**To be done:**
Extract the lines that open with the line containing "red berry, one" and close with the line containing "[[50, 226], [377, 792]]", and copy them out exactly, both end lines included.

(Records from a data collection)
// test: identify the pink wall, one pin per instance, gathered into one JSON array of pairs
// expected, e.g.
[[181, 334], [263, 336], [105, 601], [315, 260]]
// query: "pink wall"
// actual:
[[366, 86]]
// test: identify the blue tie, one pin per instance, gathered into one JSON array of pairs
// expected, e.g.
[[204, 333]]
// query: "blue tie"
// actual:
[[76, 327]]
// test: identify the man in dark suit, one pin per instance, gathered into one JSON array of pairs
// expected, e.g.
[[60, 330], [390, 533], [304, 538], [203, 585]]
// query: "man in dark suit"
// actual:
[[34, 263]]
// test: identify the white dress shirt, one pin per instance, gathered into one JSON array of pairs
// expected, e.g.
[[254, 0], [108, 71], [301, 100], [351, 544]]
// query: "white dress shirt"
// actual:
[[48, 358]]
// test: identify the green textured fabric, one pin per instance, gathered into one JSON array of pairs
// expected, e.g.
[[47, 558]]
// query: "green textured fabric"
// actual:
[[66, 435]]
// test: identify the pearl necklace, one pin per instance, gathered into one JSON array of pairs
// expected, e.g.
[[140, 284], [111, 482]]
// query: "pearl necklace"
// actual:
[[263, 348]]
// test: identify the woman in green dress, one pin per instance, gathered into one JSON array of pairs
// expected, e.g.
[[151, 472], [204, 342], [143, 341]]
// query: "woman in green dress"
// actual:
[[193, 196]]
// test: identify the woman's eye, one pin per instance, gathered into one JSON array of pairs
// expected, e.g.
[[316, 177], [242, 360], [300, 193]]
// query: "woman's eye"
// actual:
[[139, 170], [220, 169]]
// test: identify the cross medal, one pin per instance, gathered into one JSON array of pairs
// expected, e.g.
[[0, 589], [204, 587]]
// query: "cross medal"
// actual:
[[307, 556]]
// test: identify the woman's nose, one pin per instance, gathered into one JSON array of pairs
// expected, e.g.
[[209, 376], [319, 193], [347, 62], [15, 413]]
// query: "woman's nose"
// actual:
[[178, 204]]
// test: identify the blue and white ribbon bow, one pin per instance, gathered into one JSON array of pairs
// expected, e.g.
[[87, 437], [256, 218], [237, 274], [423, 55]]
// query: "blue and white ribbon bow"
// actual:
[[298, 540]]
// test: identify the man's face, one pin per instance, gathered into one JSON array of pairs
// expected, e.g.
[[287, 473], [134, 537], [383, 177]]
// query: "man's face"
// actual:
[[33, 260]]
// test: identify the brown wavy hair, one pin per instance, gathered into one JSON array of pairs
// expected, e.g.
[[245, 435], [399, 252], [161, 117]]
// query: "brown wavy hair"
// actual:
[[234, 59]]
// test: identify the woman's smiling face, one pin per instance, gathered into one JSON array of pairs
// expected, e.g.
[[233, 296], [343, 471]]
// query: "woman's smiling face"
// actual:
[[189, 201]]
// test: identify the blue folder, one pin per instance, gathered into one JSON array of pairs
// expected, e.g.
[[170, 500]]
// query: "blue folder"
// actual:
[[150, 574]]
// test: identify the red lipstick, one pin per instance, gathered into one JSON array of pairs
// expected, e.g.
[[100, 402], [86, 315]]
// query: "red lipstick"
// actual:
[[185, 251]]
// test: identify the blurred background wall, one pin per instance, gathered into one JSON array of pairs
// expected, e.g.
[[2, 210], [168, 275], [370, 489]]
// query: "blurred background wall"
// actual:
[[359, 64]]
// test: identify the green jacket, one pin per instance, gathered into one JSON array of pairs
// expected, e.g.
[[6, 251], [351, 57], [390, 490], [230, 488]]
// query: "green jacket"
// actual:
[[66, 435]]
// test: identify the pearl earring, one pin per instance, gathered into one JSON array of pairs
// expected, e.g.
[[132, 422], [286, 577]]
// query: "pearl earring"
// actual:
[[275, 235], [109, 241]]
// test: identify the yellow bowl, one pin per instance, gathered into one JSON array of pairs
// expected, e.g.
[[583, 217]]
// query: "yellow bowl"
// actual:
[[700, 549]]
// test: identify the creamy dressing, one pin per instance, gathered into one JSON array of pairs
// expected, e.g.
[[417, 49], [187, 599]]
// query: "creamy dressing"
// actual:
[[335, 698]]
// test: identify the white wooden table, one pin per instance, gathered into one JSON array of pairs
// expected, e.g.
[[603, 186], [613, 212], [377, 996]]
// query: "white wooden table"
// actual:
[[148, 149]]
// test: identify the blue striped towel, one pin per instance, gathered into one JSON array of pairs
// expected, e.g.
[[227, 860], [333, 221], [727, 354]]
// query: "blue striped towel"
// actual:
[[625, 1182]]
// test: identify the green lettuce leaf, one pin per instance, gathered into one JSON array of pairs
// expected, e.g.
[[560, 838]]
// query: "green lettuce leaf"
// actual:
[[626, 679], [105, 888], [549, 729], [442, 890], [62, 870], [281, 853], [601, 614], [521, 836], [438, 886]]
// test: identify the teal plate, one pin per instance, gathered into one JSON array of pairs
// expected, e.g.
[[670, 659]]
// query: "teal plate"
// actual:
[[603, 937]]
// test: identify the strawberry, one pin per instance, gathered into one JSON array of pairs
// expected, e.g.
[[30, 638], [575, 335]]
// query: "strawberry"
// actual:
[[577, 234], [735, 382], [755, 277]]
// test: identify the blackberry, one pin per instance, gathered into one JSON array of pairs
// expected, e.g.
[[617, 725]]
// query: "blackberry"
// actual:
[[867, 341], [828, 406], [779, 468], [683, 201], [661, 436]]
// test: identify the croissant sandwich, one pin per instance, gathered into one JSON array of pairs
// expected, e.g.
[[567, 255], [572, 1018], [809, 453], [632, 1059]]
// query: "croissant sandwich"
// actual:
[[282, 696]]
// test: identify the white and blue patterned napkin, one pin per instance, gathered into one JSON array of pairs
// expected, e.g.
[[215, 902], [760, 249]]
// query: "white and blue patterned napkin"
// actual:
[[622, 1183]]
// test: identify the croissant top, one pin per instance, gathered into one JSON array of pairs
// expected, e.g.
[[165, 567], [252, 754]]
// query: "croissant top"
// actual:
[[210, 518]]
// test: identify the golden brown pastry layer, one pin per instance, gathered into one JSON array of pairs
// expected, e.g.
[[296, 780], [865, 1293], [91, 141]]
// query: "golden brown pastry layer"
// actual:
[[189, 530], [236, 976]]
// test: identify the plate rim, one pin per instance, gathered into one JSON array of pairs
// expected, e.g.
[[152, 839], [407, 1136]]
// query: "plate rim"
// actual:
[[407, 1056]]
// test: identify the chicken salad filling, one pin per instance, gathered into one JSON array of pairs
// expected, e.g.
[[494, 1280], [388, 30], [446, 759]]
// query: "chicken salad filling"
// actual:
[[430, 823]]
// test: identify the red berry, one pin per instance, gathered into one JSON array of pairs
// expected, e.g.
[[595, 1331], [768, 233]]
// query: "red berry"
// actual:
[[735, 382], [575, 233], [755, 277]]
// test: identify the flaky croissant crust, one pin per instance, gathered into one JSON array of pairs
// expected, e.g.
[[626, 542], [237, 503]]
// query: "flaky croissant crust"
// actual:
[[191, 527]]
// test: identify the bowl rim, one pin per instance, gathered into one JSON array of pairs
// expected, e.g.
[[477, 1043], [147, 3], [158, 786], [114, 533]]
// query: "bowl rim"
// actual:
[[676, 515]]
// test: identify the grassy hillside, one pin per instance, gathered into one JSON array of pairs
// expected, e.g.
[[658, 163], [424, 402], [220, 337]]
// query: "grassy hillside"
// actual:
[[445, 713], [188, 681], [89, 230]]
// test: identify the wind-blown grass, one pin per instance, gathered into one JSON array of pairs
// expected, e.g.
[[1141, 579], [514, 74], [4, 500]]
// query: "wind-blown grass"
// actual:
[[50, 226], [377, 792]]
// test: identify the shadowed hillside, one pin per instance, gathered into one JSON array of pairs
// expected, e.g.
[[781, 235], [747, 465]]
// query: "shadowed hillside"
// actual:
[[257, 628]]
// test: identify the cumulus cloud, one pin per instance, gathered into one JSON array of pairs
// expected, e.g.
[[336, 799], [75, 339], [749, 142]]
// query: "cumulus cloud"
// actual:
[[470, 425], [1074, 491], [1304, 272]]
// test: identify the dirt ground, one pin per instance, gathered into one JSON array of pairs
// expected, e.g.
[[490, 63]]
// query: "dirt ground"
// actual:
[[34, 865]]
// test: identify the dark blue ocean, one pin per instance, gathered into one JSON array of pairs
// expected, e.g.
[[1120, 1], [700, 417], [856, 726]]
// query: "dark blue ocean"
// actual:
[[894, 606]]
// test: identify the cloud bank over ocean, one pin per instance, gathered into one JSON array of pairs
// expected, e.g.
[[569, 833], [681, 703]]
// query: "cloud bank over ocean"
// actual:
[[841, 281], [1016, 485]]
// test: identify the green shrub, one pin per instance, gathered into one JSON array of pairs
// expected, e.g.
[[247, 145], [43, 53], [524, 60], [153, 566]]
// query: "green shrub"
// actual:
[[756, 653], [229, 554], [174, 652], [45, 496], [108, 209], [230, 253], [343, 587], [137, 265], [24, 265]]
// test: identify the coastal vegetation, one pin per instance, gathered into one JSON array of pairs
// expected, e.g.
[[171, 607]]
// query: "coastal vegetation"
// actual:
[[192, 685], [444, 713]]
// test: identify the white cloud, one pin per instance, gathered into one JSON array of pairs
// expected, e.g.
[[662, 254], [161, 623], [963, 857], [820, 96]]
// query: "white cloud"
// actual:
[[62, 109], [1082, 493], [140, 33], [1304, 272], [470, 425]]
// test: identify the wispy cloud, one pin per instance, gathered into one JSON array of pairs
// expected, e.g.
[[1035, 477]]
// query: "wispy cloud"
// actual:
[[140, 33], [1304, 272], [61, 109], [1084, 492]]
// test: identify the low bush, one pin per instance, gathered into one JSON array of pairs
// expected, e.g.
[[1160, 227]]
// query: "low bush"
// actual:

**Written solution:**
// test: identify the red berry, one pin per instance, gathered into one JSON array of pairs
// expected, e.g.
[[595, 1331], [768, 233]]
// query: "red berry"
// actual:
[[735, 382], [575, 233], [755, 277]]
// test: identify the flaky croissant crust, one pin per instance, gathered into one JSON array of pairs
// expected, e.g.
[[626, 542], [237, 503]]
// query: "flaky croissant crust"
// actual:
[[191, 527]]
// test: identify the bowl rim, one pin per instance, gathered into one JSON array of pairs
// expected, e.g.
[[477, 1043], [147, 3], [158, 786], [114, 533]]
// query: "bowl rim"
// actual:
[[676, 515]]
// test: identify the grassy hillside, one pin per instance, gathered into one JSON array of pairs
// expected, e.g.
[[658, 163], [424, 402], [220, 337]]
// query: "grassy hillside"
// actual:
[[445, 713], [188, 681], [89, 230]]
// test: identify the wind-blown grass, one pin per instance, gathered into one JSON array of pairs
// expected, e.g.
[[1141, 579], [514, 74], [4, 500]]
// query: "wind-blown grass"
// actual:
[[50, 226], [377, 792]]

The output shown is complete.